Brief. Look through the data below for the line with "y=142, one point per instance." and the line with "y=399, one point per instance.", then output those two and all lines in between, exactly as written.

Source data.
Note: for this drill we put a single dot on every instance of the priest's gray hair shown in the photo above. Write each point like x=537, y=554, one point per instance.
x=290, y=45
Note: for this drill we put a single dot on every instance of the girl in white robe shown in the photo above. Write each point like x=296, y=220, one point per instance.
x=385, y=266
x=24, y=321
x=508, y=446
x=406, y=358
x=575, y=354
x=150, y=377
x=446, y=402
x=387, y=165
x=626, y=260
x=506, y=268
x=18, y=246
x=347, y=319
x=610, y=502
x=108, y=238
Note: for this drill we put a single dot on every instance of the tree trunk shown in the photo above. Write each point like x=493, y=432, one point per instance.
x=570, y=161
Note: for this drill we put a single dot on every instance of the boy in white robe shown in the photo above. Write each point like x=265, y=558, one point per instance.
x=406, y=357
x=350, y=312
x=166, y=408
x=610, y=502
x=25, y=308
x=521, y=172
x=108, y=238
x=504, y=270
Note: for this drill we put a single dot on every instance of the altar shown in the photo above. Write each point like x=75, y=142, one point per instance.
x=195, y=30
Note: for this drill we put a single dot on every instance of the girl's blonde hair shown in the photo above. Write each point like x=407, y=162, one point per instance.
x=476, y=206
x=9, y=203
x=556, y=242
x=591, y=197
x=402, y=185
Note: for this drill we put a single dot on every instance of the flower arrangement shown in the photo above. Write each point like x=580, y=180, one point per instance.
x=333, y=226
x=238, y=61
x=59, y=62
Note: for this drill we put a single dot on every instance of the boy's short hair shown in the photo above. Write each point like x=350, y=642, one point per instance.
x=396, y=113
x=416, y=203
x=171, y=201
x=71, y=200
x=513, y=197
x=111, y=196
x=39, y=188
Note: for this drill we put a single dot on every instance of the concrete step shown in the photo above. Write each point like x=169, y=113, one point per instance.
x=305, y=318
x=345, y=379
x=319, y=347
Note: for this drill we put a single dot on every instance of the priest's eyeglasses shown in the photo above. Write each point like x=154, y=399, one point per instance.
==
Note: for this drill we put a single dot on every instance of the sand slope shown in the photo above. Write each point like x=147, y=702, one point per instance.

Response.
Note: for this drill we put a single dot on every instance of the altar shown in the photo above. Write each point like x=75, y=142, one point per instance.
x=195, y=30
Note: for this drill we put a single dot on every instance of the girl's blonde hair shown in the photo above. Write each point like x=407, y=162, one point per instance.
x=476, y=206
x=9, y=203
x=556, y=242
x=591, y=197
x=402, y=185
Note: for this drill we put a single dot on every instance of the flower arrangement shown in the photo above. Write each point like x=580, y=180, one point per instance.
x=333, y=226
x=238, y=61
x=59, y=62
Note: for this drill we put a single dot on every instance of the boy's short hair shown in the photo above. Write each point like x=350, y=642, one point per instance.
x=396, y=113
x=416, y=203
x=171, y=201
x=71, y=200
x=513, y=197
x=111, y=196
x=39, y=188
Note: for this drill we put a single dot on every instance of the concrete step shown in the photo above. Write each point like x=169, y=113, one point per instance.
x=305, y=318
x=345, y=379
x=319, y=347
Note: for this drill we put a single dot on every instance of the priest's eyeglasses shown in the photo above. Write each point like x=154, y=399, one point per instance.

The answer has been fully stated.